| TEXT SEGMENT |
====================

A great journey in progress!

Monday, June 29, 2009

Green




I've been sick the last few days. Thankfully, I am starting to feel better... I took this photograph at the public library two weeks ago. I absolutely love trees...

Tuesday, June 23, 2009

Learning To Fly

Went to the library today with Jessica and Micah. I didn’t actually go into the library, but I did enjoy sitting outside looking at the pretty trees and flowers. I wanted to get out of the house, enjoy some fresh air, and do something different than what I’ve been doing. I got my camera out and start snapping photographs, something I love to do. Still breaking out of my funk, and learning to fly. I listened to Tom Petty last night, the song “Learning To Fly” resonated deep within my soul. So much so, that I have chosen it to be my call tone, so when someone calls me that’s what they’ll hear. That's what's on my mind...

Learning To Fly
Tom Petty
Greatest Hits

Well I started out down a dirty road
Start out all alone
And the sun went down as I crossed the hill
And the town lit up, the world got still

I’m learning to fly, but I ain’t got wings
Coming down is the hardest thing

Well the good old days may not return
And the rocks might melt and the sea may burn

I’m learning to fly, but I ain’t got wings
Coming down is the hardest thing

Well some say life will beat you down
Break your heart, steal your crown
So I’ve started out for God knows where
I guess I’ll know when I get there

I’m learning to fly, around the clouds
But what goes up must come down.

====================

| DATA SHOWN |
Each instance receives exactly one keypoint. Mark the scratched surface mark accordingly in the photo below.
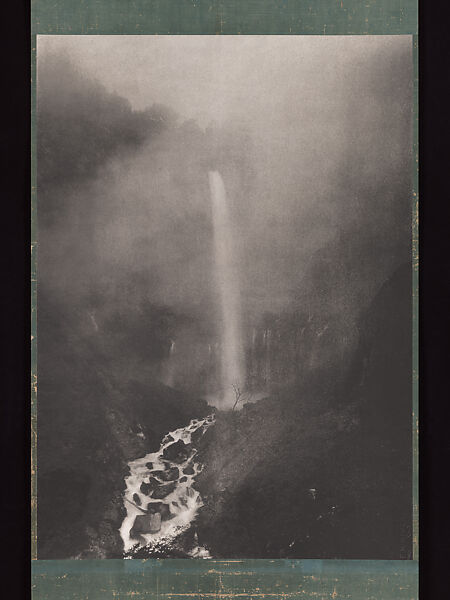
(180, 579)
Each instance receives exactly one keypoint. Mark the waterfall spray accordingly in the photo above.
(232, 355)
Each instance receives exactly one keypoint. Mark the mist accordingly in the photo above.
(224, 276)
(312, 138)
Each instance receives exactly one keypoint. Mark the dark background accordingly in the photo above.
(434, 295)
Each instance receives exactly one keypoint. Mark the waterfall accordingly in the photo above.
(231, 349)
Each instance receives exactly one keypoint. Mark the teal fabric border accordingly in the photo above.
(323, 17)
(243, 579)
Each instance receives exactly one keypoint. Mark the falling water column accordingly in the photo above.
(232, 355)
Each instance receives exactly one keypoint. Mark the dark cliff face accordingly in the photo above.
(321, 470)
(93, 419)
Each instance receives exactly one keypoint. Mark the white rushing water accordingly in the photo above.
(226, 272)
(161, 490)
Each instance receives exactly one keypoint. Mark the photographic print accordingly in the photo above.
(224, 304)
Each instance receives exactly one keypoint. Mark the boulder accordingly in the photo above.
(163, 490)
(146, 488)
(171, 474)
(197, 435)
(177, 452)
(161, 508)
(168, 475)
(143, 524)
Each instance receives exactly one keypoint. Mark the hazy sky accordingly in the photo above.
(313, 139)
(215, 78)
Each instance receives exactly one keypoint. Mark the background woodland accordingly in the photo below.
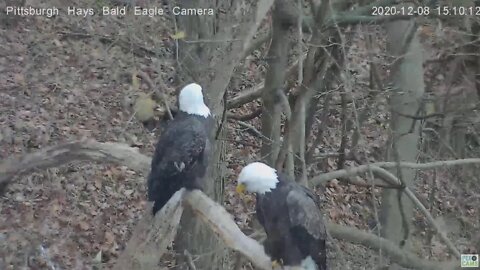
(378, 114)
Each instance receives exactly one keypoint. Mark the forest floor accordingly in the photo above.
(59, 83)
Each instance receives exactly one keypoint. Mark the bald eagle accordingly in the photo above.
(180, 158)
(290, 214)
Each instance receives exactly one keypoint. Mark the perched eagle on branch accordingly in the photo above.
(290, 214)
(180, 158)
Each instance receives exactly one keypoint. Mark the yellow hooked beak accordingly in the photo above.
(241, 188)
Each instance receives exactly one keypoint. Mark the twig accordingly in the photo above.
(190, 262)
(160, 92)
(388, 165)
(47, 258)
(152, 236)
(253, 130)
(209, 211)
(393, 180)
(245, 117)
(87, 150)
(402, 257)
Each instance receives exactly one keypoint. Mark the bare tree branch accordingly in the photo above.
(152, 236)
(159, 92)
(402, 257)
(223, 225)
(318, 180)
(152, 229)
(54, 156)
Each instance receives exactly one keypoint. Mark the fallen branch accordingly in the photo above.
(152, 236)
(158, 231)
(120, 154)
(223, 225)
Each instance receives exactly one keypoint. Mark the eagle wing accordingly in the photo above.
(304, 213)
(180, 152)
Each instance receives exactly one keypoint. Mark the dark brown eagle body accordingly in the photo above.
(293, 223)
(180, 158)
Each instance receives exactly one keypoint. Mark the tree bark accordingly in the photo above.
(212, 48)
(272, 105)
(407, 80)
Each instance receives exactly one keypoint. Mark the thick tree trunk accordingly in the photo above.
(406, 97)
(212, 48)
(275, 77)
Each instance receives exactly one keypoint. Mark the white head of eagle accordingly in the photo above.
(190, 100)
(257, 177)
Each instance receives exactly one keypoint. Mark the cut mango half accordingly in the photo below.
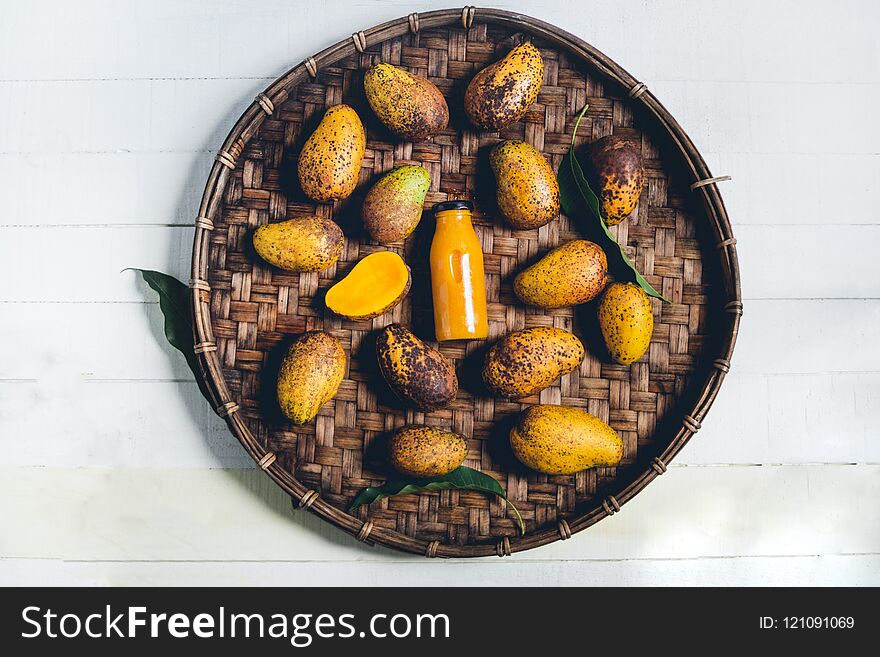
(375, 285)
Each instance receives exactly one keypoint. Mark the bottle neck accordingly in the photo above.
(453, 217)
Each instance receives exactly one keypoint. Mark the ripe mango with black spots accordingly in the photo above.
(502, 92)
(558, 440)
(421, 451)
(393, 207)
(410, 106)
(525, 362)
(310, 375)
(528, 193)
(414, 370)
(303, 244)
(620, 174)
(626, 322)
(573, 273)
(330, 161)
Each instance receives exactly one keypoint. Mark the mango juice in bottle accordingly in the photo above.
(457, 278)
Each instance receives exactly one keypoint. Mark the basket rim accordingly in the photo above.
(704, 184)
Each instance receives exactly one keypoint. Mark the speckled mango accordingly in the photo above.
(528, 193)
(620, 175)
(557, 440)
(573, 273)
(375, 285)
(626, 322)
(330, 160)
(525, 362)
(393, 207)
(502, 93)
(410, 106)
(303, 244)
(310, 375)
(420, 451)
(415, 371)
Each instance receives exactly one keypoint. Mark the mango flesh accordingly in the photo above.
(393, 207)
(415, 371)
(620, 174)
(557, 440)
(374, 286)
(303, 244)
(408, 105)
(310, 375)
(626, 322)
(502, 93)
(573, 273)
(525, 362)
(330, 161)
(528, 193)
(420, 451)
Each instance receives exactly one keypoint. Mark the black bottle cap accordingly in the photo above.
(452, 205)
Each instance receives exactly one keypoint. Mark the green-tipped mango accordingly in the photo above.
(528, 193)
(620, 174)
(557, 440)
(573, 273)
(502, 93)
(408, 105)
(393, 206)
(626, 322)
(310, 375)
(304, 244)
(330, 160)
(420, 451)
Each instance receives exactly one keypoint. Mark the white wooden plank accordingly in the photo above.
(125, 340)
(111, 39)
(121, 514)
(829, 570)
(196, 114)
(777, 262)
(113, 424)
(165, 188)
(798, 188)
(103, 188)
(100, 116)
(166, 424)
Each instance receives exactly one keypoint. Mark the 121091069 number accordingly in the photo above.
(819, 622)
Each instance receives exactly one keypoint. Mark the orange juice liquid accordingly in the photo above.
(457, 277)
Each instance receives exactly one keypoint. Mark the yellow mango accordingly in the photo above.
(420, 451)
(303, 244)
(573, 273)
(408, 105)
(502, 93)
(525, 362)
(310, 375)
(626, 321)
(528, 193)
(557, 440)
(376, 284)
(330, 161)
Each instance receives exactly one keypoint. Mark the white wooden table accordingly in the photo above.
(112, 468)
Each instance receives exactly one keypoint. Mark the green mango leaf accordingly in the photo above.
(574, 193)
(462, 478)
(175, 304)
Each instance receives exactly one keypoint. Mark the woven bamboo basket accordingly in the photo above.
(245, 312)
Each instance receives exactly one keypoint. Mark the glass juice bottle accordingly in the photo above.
(457, 279)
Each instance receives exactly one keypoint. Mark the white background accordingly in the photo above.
(113, 469)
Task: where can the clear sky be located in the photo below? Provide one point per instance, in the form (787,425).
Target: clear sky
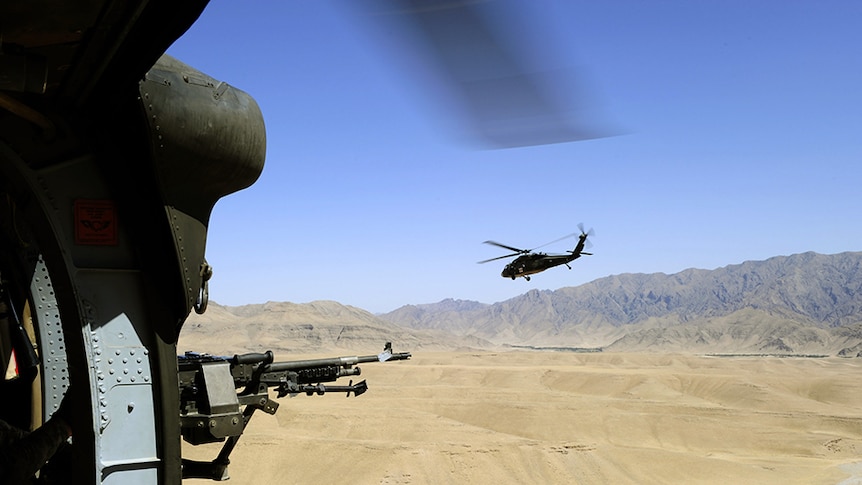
(737,135)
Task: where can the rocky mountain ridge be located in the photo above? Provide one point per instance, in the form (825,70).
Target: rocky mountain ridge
(806,303)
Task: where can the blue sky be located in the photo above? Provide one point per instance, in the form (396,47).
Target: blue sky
(737,135)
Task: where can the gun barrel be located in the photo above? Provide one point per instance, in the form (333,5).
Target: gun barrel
(339,361)
(312,363)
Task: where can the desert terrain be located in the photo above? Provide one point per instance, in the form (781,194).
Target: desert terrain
(562,417)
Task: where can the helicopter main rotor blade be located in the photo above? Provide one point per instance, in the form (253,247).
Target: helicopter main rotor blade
(589,233)
(485,55)
(498,257)
(510,248)
(555,240)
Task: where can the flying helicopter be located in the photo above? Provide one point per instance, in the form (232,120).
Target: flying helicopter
(529,262)
(113,155)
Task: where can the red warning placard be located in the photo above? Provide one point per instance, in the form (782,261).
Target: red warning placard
(95,222)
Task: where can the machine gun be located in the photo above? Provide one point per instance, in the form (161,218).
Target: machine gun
(211,409)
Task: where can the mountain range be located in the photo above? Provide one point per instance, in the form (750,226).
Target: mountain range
(807,303)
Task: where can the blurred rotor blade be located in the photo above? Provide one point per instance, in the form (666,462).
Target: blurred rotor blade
(510,248)
(498,257)
(486,60)
(555,240)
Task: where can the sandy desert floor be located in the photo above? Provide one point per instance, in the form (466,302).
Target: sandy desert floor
(564,418)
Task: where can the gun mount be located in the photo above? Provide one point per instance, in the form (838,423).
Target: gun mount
(218,394)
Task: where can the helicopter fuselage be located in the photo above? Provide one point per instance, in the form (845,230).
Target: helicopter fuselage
(532,263)
(529,264)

====================

| CHALLENGES |
**1)** Translate this sentence from the blog into Spanish: "I wanted to get out of the house, enjoy some fresh air, and do something different than what I’ve been doing."
**2)** Write the next part of the blog, picking up right after its final line.
The items come from a separate source.

| ANSWERS FOR THE EXERCISE |
**1)** Quería salir de casa, disfrutar del aire fresco y hacer algo distinto de lo que he estado haciendo.

**2)**
I’m learning to fly, but I ain’t got wings
Coming down is the hardest thing







Boy, Does That Taste Good!




This is Baby Girl, the newest edition to Ric and Jessica's family. I needed to laugh, and this photo made me laugh...

Sunday, June 21, 2009

Sewing Or Sowing...




I decided that I needed to get out of my funky mood, so I went to Joanne’s craft store with Jessica today. I got a new cross stitch project. I am doing a small pattern on pillow cases, butterflies, daisies, and ferns, in colors of white, peach, and shades of green, beautiful. I got all the threads organized, wrapped around the plastic holders, ready for me to start stitching. While handling the colorful threads, I started seeing some things. At first, I was mindlessly wrapping the thread around the pearl white holder, then suddenly thoughts of where my life is heading came to me. Somehow, I have ended up back at the beginning of my life, the stitches have unraveled, and now, a clean slate lays before. I still have some of the holes left where previous stitches have gone before, but do I even want to go back into that same hole, or do I want to make another pattern.? I want another pattern. I want my life to go into another direction, and I want whole new thread.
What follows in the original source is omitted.